Task directions
Word for word, retype the lines from the one containing "task | put a dot on every instance of the glittery" to the last line of the data below, both ends included.

Records to use
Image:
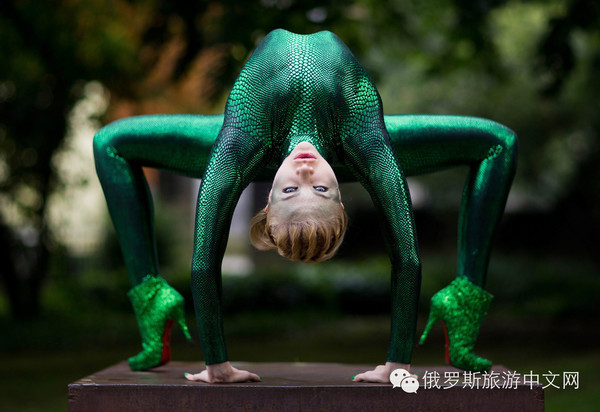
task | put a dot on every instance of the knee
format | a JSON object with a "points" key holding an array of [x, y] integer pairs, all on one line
{"points": [[104, 143]]}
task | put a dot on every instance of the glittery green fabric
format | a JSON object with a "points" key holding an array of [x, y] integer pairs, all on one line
{"points": [[155, 303], [461, 306], [303, 88]]}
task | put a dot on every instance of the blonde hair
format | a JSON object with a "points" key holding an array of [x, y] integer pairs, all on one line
{"points": [[309, 240]]}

Answer section
task | put a dot on every instance of the glittery green fabric
format | a JSON object with a "points" key holding an array of [x, y] integer pairs, all on one line
{"points": [[155, 303], [461, 306], [303, 88]]}
task | put a dot on every instance of the blonde hair
format | a JSON object with a "points" key holding an array of [x, y] integer pairs, all on one line
{"points": [[309, 240]]}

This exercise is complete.